• _Task item_: Each line below is to be repeated exactly; any picture is to be left out.

• _Input material_:
- - - - - - -

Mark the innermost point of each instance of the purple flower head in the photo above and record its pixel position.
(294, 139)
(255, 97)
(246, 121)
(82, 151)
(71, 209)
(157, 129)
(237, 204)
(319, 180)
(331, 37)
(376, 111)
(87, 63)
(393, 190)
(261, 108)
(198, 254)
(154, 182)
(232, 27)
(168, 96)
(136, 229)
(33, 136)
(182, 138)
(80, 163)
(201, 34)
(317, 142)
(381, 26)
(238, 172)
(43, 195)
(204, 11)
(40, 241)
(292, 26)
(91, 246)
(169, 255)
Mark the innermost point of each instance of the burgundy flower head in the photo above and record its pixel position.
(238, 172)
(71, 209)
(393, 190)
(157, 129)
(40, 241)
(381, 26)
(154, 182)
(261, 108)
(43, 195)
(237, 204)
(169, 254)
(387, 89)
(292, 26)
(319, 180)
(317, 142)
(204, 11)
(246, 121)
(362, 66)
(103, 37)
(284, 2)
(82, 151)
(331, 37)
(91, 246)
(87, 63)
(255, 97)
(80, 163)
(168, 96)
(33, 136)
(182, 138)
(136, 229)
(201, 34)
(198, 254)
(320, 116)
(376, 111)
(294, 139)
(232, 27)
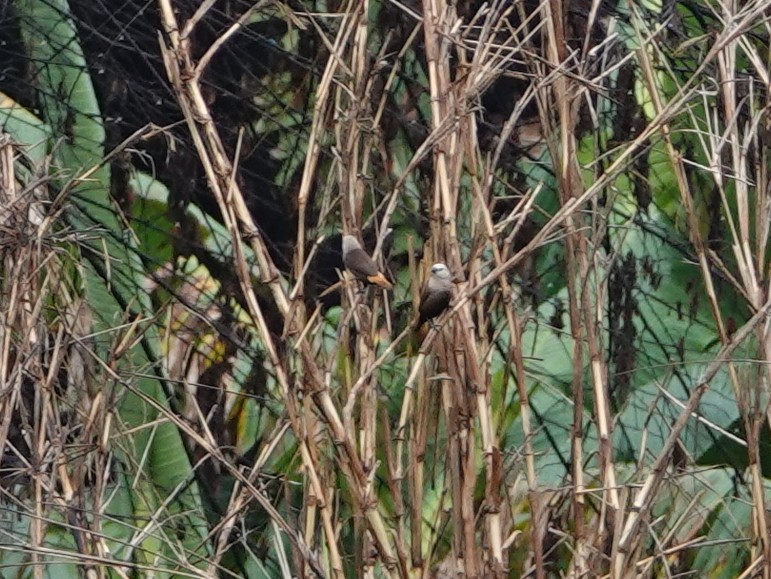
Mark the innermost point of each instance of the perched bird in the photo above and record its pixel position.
(436, 294)
(361, 265)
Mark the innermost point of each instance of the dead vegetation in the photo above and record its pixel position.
(188, 388)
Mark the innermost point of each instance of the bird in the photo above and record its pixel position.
(436, 294)
(361, 265)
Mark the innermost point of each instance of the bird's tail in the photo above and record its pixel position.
(380, 280)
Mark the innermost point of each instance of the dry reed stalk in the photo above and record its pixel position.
(219, 170)
(747, 283)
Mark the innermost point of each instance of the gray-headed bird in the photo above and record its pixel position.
(436, 294)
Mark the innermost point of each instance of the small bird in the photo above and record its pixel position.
(436, 294)
(361, 265)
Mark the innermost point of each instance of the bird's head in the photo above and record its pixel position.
(441, 271)
(350, 243)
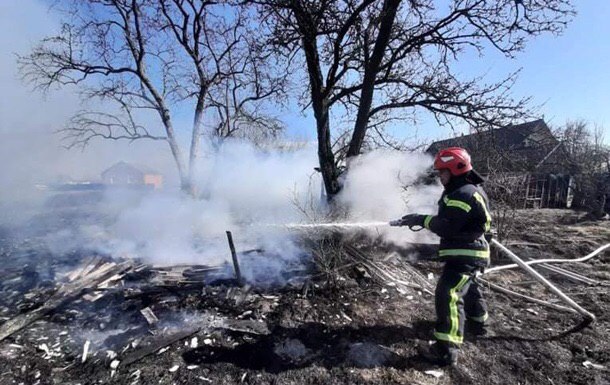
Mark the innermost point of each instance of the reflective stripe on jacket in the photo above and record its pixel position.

- - - - - - -

• _Expected output_:
Mark the innermost point of each instance of the purple flower head in the photo above and record its pixel position.
(294, 139)
(255, 97)
(246, 121)
(82, 151)
(71, 209)
(157, 129)
(237, 204)
(319, 180)
(331, 37)
(376, 111)
(87, 63)
(393, 190)
(261, 108)
(198, 254)
(154, 182)
(232, 27)
(168, 96)
(136, 229)
(33, 136)
(182, 138)
(80, 163)
(201, 34)
(317, 142)
(381, 26)
(238, 172)
(43, 195)
(204, 11)
(40, 241)
(292, 26)
(91, 246)
(169, 255)
Mark the innermost point of each instance of the burgundy flower head in the photo above and record its pixel position.
(238, 172)
(71, 209)
(393, 190)
(157, 129)
(40, 241)
(381, 26)
(154, 182)
(261, 108)
(43, 195)
(237, 204)
(169, 254)
(387, 89)
(292, 26)
(319, 180)
(317, 142)
(204, 11)
(246, 121)
(362, 66)
(103, 37)
(284, 2)
(82, 151)
(331, 37)
(91, 246)
(87, 63)
(255, 97)
(80, 163)
(168, 96)
(33, 136)
(182, 138)
(136, 229)
(201, 34)
(198, 254)
(320, 116)
(376, 111)
(294, 139)
(232, 27)
Mark the innermost point of each instance of the perched bird in the photo above and record its pixel position.
(436, 294)
(361, 265)
Mark the innermost point of each instance of the dead vegetation in the photo above and record its pixel position.
(188, 388)
Mark the innermost point of each instance of the bird in the photo above and record its pixel position.
(436, 294)
(361, 265)
Mark the innermost point of each instance of the bird's tail in the photo above and record its pixel position.
(380, 280)
Mark the innermost point of each instance of the dry reed stalk in the photo above and record its pixel position.
(219, 170)
(747, 283)
Mark the innermost point of each instance of the gray-headed bird in the photo above and record its pixel position.
(436, 294)
Mark the innermost point of each instance of the small bird in the photo above and record its pixel position.
(436, 294)
(361, 265)
Mark the innermost point of each instance of the bird's head in the photo above and record its pixel position.
(441, 271)
(350, 243)
Mark the innermost point of each instance of the reflective stripe on jacket in the photo above and record its pixel position.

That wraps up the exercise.